Excerpts from a dataset
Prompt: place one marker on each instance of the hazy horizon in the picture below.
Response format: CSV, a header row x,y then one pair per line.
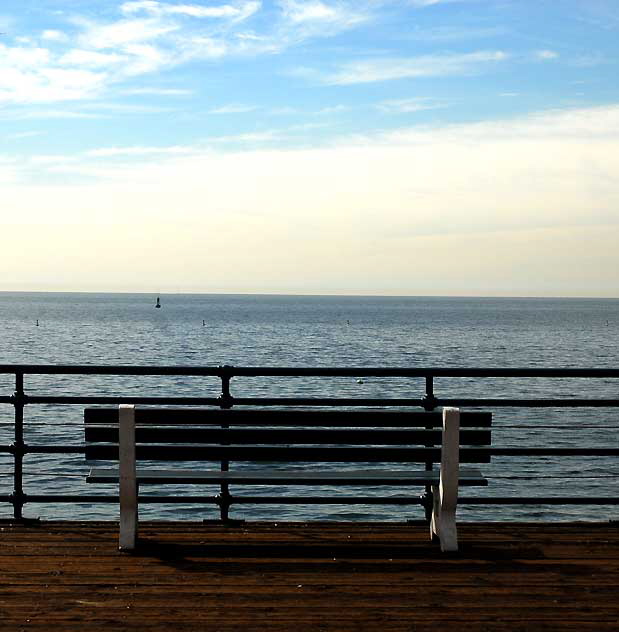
x,y
315,147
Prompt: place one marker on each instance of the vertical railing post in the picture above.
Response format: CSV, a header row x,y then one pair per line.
x,y
18,448
225,403
429,404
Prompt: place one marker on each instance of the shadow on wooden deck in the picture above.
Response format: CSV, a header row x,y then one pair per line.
x,y
318,576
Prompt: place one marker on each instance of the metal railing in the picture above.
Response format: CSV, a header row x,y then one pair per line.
x,y
20,399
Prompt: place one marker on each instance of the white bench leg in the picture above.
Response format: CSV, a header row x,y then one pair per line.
x,y
443,523
127,481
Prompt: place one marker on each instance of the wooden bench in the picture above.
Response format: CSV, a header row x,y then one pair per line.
x,y
257,441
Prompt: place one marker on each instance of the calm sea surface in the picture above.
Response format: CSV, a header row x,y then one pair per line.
x,y
210,330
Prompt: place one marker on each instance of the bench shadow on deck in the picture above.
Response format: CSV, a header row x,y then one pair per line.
x,y
319,576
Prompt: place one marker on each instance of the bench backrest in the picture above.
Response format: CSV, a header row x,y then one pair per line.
x,y
293,436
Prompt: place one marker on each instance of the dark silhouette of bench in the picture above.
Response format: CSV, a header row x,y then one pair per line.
x,y
289,448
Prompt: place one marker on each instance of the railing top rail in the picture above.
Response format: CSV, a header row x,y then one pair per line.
x,y
220,371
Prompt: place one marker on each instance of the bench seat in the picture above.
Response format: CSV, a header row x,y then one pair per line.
x,y
467,477
319,448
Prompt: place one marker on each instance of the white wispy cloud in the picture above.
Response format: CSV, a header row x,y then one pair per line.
x,y
92,54
407,106
112,152
54,36
19,135
390,68
233,108
236,11
529,201
164,92
546,54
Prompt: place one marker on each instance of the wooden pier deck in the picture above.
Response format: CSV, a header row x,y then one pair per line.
x,y
68,576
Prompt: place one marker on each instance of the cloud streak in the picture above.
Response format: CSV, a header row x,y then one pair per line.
x,y
393,68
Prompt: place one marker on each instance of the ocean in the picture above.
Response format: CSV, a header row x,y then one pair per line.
x,y
315,331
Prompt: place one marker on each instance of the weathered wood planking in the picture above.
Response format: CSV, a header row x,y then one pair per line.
x,y
321,576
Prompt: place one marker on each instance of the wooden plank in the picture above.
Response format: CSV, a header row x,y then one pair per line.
x,y
286,477
291,417
336,577
196,434
292,454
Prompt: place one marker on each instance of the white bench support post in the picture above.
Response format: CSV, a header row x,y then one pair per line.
x,y
127,480
443,523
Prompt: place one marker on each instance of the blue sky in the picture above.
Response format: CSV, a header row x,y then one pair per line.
x,y
105,101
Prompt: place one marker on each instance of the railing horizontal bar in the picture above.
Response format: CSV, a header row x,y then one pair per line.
x,y
530,403
324,401
474,452
108,399
326,500
541,500
412,500
218,371
54,449
90,498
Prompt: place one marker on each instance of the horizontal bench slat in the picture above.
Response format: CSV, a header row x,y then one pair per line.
x,y
153,434
284,454
287,477
273,417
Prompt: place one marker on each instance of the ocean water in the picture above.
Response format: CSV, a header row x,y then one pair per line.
x,y
248,330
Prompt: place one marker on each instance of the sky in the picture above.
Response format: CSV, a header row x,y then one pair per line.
x,y
377,147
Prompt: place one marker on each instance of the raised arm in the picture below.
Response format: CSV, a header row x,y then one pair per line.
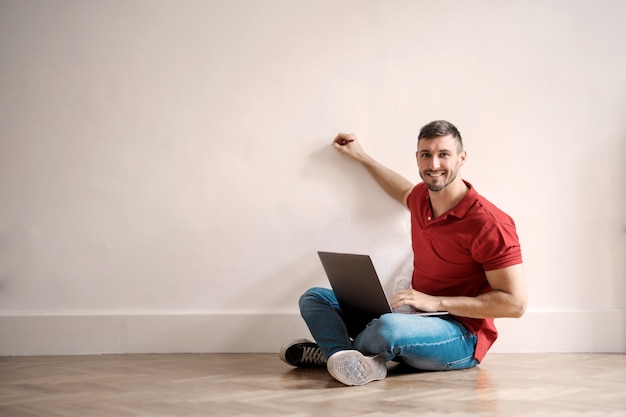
x,y
393,183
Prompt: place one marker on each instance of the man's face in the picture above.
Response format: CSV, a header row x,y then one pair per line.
x,y
438,161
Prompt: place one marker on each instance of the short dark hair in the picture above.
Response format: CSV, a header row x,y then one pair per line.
x,y
440,128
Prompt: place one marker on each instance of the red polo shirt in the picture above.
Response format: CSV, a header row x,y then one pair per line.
x,y
453,251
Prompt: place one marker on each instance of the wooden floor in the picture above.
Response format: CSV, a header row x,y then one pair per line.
x,y
529,385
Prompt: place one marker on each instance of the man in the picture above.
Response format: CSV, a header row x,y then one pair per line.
x,y
467,261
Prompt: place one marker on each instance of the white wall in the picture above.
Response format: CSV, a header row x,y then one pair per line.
x,y
166,174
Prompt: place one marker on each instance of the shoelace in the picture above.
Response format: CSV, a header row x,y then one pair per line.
x,y
313,355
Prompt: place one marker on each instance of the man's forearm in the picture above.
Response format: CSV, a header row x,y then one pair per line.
x,y
393,183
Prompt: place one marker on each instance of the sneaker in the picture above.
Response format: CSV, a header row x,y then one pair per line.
x,y
302,353
351,367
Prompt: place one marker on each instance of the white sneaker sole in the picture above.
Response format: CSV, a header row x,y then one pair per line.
x,y
351,367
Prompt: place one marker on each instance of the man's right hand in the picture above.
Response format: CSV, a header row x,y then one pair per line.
x,y
347,144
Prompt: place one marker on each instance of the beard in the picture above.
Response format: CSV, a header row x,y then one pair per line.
x,y
451,176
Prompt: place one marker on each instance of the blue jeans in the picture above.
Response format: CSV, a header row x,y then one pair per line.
x,y
427,343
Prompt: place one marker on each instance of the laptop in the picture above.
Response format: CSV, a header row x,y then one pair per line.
x,y
357,287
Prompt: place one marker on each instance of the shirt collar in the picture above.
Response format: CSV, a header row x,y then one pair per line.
x,y
463,207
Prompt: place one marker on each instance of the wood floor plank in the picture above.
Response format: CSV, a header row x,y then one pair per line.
x,y
261,385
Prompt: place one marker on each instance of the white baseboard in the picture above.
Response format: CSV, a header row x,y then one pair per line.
x,y
45,334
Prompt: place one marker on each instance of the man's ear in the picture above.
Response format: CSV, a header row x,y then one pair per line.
x,y
462,158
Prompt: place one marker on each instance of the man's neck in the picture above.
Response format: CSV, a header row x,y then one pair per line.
x,y
448,198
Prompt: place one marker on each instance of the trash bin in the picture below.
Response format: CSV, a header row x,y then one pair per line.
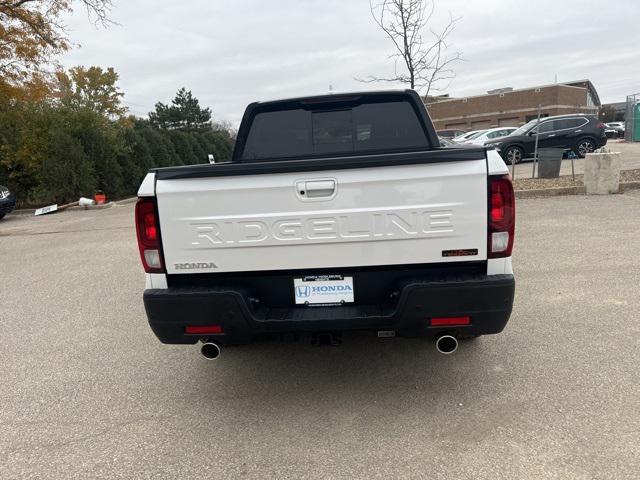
x,y
549,162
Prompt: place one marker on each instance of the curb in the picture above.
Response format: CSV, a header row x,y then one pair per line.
x,y
126,201
551,192
92,207
628,186
575,190
24,211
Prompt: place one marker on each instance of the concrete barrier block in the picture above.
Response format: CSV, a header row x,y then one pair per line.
x,y
602,173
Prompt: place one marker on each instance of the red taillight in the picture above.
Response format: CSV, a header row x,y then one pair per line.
x,y
502,217
148,232
449,321
202,329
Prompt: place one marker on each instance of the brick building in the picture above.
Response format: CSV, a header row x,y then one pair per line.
x,y
507,107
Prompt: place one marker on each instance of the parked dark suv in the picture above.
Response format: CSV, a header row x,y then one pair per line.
x,y
580,133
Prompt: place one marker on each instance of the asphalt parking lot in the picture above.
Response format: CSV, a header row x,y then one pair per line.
x,y
88,392
629,159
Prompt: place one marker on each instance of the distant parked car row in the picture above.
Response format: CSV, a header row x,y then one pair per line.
x,y
580,133
614,129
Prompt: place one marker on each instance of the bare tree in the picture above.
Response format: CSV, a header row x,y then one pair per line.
x,y
422,63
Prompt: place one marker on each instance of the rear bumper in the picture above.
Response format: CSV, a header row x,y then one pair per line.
x,y
486,299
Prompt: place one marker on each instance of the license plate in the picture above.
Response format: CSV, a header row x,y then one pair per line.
x,y
323,289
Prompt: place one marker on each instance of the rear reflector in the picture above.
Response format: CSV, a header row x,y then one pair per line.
x,y
502,217
148,231
449,321
202,329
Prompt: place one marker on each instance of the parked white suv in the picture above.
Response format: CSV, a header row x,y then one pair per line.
x,y
336,213
490,135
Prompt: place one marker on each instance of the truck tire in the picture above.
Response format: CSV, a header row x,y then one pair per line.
x,y
513,154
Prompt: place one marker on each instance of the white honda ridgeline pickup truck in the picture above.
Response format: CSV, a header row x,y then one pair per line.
x,y
336,213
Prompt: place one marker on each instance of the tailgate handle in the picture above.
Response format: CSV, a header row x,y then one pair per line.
x,y
318,188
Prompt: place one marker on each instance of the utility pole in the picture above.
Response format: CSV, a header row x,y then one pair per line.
x,y
535,151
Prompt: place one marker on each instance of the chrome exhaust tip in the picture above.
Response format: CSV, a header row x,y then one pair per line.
x,y
210,350
446,344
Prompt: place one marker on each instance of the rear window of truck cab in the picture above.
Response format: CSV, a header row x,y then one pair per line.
x,y
309,131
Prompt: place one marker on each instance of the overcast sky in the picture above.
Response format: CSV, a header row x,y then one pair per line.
x,y
230,53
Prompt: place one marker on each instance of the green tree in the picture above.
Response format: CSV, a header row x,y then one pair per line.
x,y
92,88
184,113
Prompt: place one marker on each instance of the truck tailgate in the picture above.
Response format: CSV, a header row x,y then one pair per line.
x,y
401,214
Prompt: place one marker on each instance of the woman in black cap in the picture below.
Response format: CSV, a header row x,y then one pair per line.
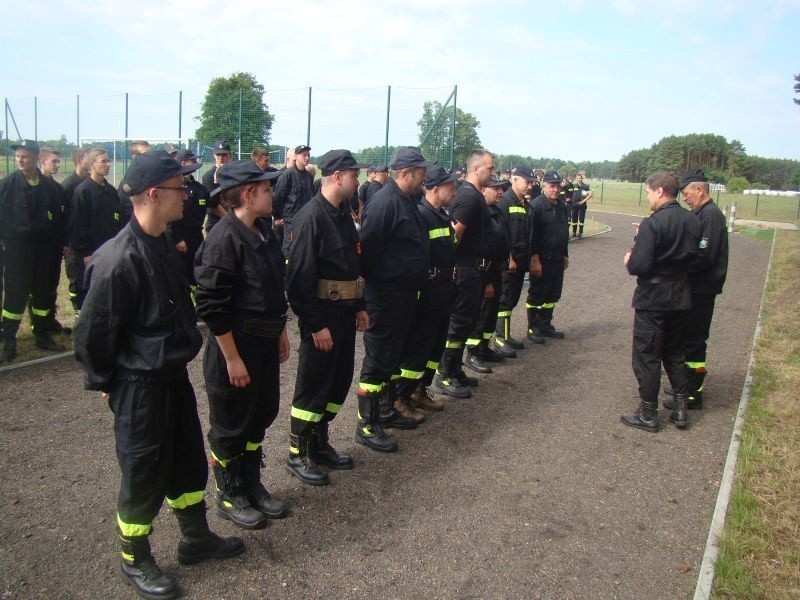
x,y
240,295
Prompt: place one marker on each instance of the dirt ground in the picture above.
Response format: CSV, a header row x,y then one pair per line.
x,y
531,489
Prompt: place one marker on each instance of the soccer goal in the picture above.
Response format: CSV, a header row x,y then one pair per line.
x,y
119,150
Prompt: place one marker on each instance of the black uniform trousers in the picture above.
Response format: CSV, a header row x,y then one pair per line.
x,y
423,350
545,291
159,446
487,316
323,378
391,315
511,290
31,265
469,296
240,416
577,216
657,340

_Your task_
Could you return exactly the stretch of the data above that starts at the line with "Prompt: place one marker on each instance of the concrete" and ends at the line with "Prompt: place one marker on each instance of the red taillight", both lines included?

_The completed task_
Prompt: place one marker on each instance of the concrete barrier block in the picture above.
Response format: CSV, a header row x,y then one pair per line.
x,y
602,173
Prompt: place one marker on each instance of the red taillight in the picture above.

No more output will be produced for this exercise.